Cavaco e a política. A arte do possível para não ir ao fundo...
Belém precisava urgentemente duma "muleta" que o compensasse pela maior derrota política de sempre e pelo maior abalo psicológico em toda a sua carreira pública - representada pela derrota do Estatuto dos Açores - que foi obrigado a promulgar.
Ainda se pensou que a 31 de Julho de 2008 o psicodrama de Cavaco nos media versasse sobre um tema económico candente, como o desemprego, a criminalidade ou até a dificuldade económica que os pequenos empresários, que engrossam a maior fatia do nosso tecido económico sentem em Portugal. Tanto mais num tempo e numa conjuntura de globalização competitiva - pautada pela extrema mobilidade dos factores de produção nesta Europa de fronteiras escancaradas - em que a ausência das velhas compartimentações económicas e politico-administrativas tornavam ainda mais indefesos e vulneráveis a competividade e a concorrência do pequeno comércio com os "tubarões" das grandes superfícies que o "sr. Sonae" representa hoje em Portugal no sector da Distribuição. Mas o tema escolhido pelo PR foi, pasme-se (!!!) - o Estatuto dos Açores. O país ficou virado e irado e não lhe perdoou pelo abuso de comunicação para relatar uma questão especiosa de ordem tecnico-jurídica que remetia para a esfera dos gabinetes e devia ser, ab initio, enviada para o TC e aí serem expurgadas as inconstitucionalidades encontradas no diploma - que teve de promulgar depois do PSD ter votado a afavor e, no final, se ter abstido - na célebre cambalhota "para-lamentar" de Paulo Rangel..
Hoje, restrospectivamente, pode-se legitimamente perguntar por que razão Cavaco - até porque é oriundo do meio rural e tem na família exemplos que são de louvar, não defendeu activamente os pequenos comerciantes há mais tempo (???), os mesmos que diáriamente são engolidos pelas margens de manobra económica dos "golias" representados pelos hipermercados, as grandes superfícies - contra quem é difícil competir? Porquê só agora????
Até nos seus roteiros pelo desenvolvimento em prol do Portugal profundo - Cavaco nunca foi tão enfático como foi em defender e promover uma classe socioprofissional - que agora tem uma legitimidade acrescida para pressionar o Governo em legislar e apoiar o sector do pequeno comércio - que aguenta muitos postos de trabalho e mantém muitas famílias em Portugal. Não será isto uma injustiça para os pescadores, para os camionistas, para os taxistas e até para os jovens licenciados - que ao termo duma licenciatura são, precisamente, as caixas dos supermercados do sr. Sonae - aquilo que os espera... Não haverá aqui alguma demagogia, oportunismo, populismo de Cavaco ao tentar agarrar-se à prancha dos pequenos comerciantes nesta fase de mar revolto em que ele próprio caíu ao desafiar gratuitamente a maioria rosa no Parlamento com o tal Estatuto insular?

* Extrato dos dados
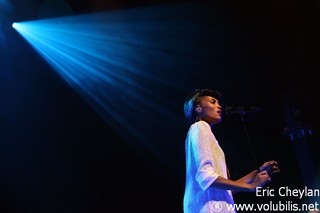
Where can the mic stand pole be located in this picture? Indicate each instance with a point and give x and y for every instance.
(242, 115)
(248, 138)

* Lista de tarefas
a) Reescreva de forma mais breve o parágrafo do texto sobre Cavaco que começa por "Belém precisava urgentemente", mantendo os factos principais.
b) Extraia do texto sobre Cavaco o trecho que começa nas palavras "Hoje, restrospectivamente, pode-se" e termina logo após "Porquê só agora????".
c) Responda com base no texto sobre Cavaco:
(i) Em que data se deu o psicodrama de Cavaco nos media?
(ii) Em que sector o "sr. Sonae" representa os "tubarões" das grandes superfícies?
(iii) O que espera os jovens licenciados ao termo da licenciatura?

* As soluções
a) Belém precisava com urgência de uma "muleta" que compensasse a maior derrota política e o maior abalo psicológico da sua carreira pública: a derrota do Estatuto dos Açores, que foi obrigado a promulgar.

b)
Hoje, restrospectivamente, pode-se legitimamente perguntar por que razão Cavaco - até porque é oriundo do meio rural e tem na família exemplos que são de louvar, não defendeu activamente os pequenos comerciantes há mais tempo (???), os mesmos que diáriamente são engolidos pelas margens de manobra económica dos "golias" representados pelos hipermercados, as grandes superfícies - contra quem é difícil competir? Porquê só agora????

c)
(i) A 31 de Julho de 2008.
(ii) No sector da Distribuição.
(iii) As caixas dos supermercados do sr. Sonae.